Our children own a mix of toys including a veritable pantheon of soft stuffed friends. The best ones were lovingly made by my mother, an experience I’m not all that certain she’s willing to repeat. My Mom put countless hours into those friends, adjusting the pattern to reflect what she felt was better construction. Experience that comes from years as a quilter and twenty years of sewing on uniform patches.

Some of our stuffed friends come from the pricier toy catalogs. One in particular, Nova Natural, is the darling of Waldorf and natural family minded folks alike. We’ve owned a total of three stuffed friends from them. The first was a small Waldorf doll named Lena. Within three months of playing with the doll, the arm seams had come undone. My daughter hadn’t owned the doll for more than three months and because my Mom had purchased it in the Fall, well in advance of the Christmas season, they were unable to help me aside from giving me a gift certificate for half the price of the doll. We were assured that this had happened with other dolls, but that it was just a small number of dolls who were extra stuffy.

• ASSIGNMENT: Copy out the text about the children's stuffed toys in full, word for word.

• EXCERPTED DATA:
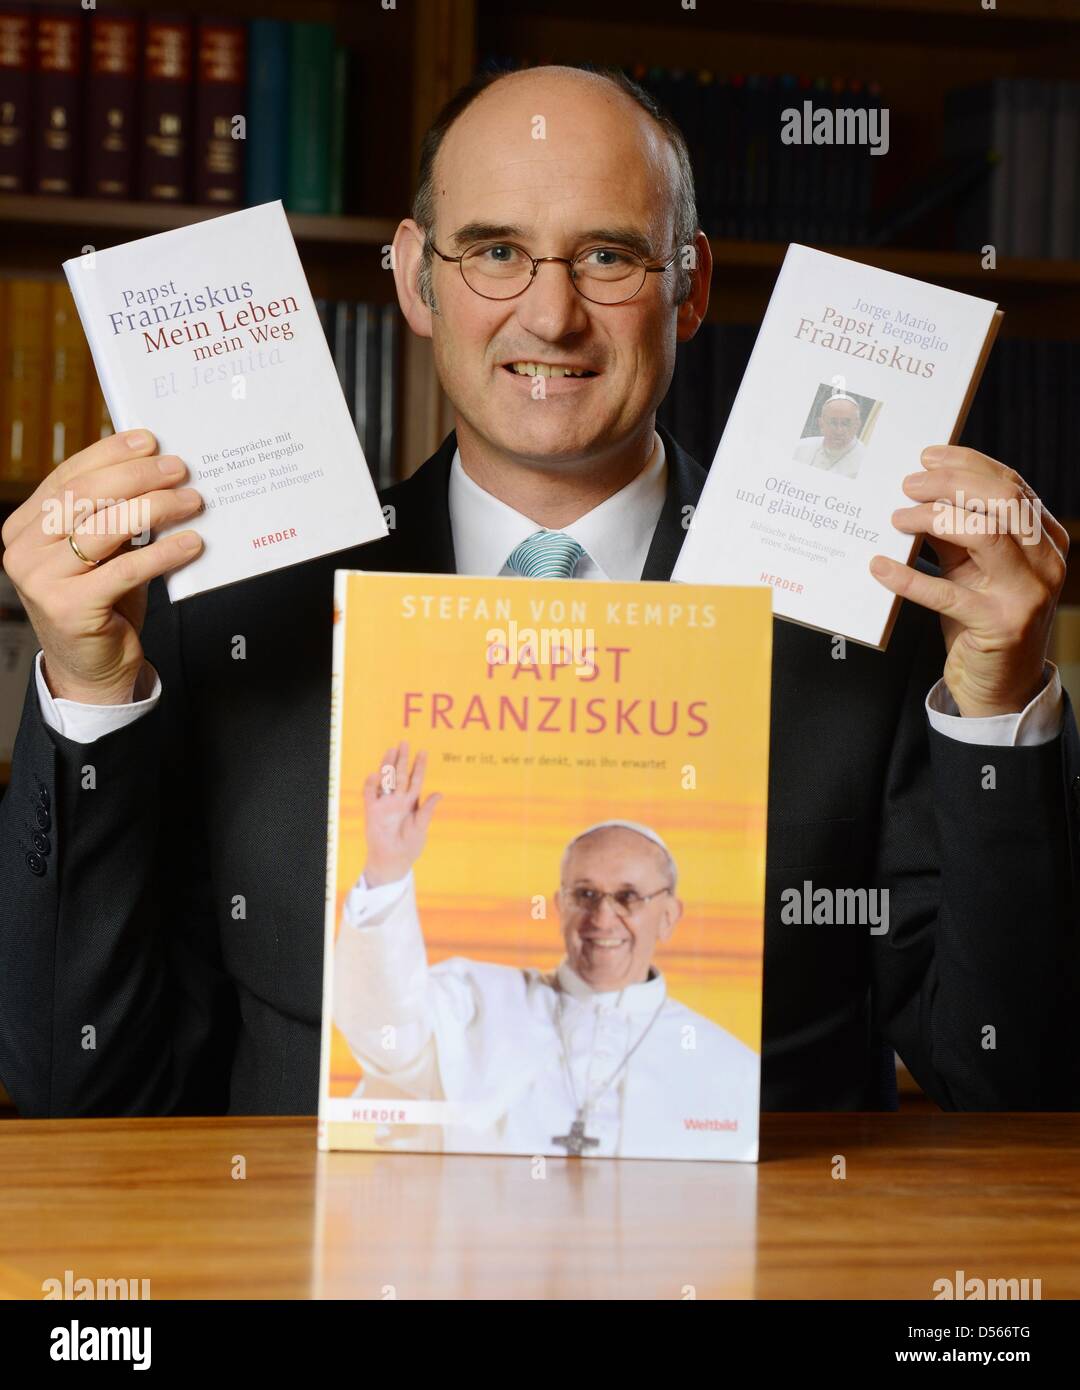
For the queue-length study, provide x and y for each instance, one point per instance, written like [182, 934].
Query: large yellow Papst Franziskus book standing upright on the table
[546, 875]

* * *

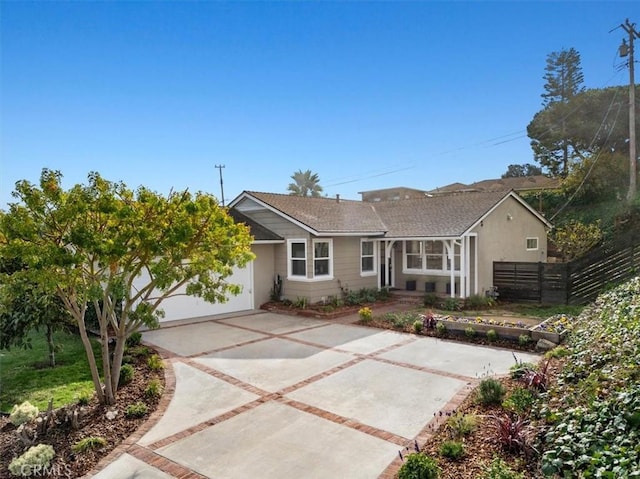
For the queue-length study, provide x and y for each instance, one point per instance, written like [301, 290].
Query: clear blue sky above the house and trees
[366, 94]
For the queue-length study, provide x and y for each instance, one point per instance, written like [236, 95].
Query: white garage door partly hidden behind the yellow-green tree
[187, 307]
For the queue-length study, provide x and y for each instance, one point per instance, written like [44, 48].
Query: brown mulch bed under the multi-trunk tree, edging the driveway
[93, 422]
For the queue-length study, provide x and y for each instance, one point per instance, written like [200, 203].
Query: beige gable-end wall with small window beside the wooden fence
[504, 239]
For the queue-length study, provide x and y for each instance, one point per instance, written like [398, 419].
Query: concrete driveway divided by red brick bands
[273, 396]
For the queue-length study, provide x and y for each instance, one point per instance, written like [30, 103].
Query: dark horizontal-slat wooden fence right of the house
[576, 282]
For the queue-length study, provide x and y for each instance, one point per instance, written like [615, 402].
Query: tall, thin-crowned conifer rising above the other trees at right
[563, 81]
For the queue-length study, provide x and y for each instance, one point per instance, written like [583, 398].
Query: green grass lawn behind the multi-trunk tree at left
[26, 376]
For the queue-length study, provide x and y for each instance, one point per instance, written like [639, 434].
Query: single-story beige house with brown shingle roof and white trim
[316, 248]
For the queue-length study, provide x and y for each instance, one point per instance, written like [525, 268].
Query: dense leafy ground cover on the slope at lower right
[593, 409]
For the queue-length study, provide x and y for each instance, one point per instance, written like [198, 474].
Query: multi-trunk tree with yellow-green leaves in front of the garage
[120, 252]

• RESULT:
Our children own a mix of toys including a veritable pantheon of soft stuffed friends. The best ones were lovingly made by my mother, an experience I’m not all that certain she’s willing to repeat. My Mom put countless hours into those friends, adjusting the pattern to reflect what she felt was better construction. Experience that comes from years as a quilter and twenty years of sewing on uniform patches.

Some of our stuffed friends come from the pricier toy catalogs. One in particular, Nova Natural, is the darling of Waldorf and natural family minded folks alike. We’ve owned a total of three stuffed friends from them. The first was a small Waldorf doll named Lena. Within three months of playing with the doll, the arm seams had come undone. My daughter hadn’t owned the doll for more than three months and because my Mom had purchased it in the Fall, well in advance of the Christmas season, they were unable to help me aside from giving me a gift certificate for half the price of the doll. We were assured that this had happened with other dolls, but that it was just a small number of dolls who were extra stuffy.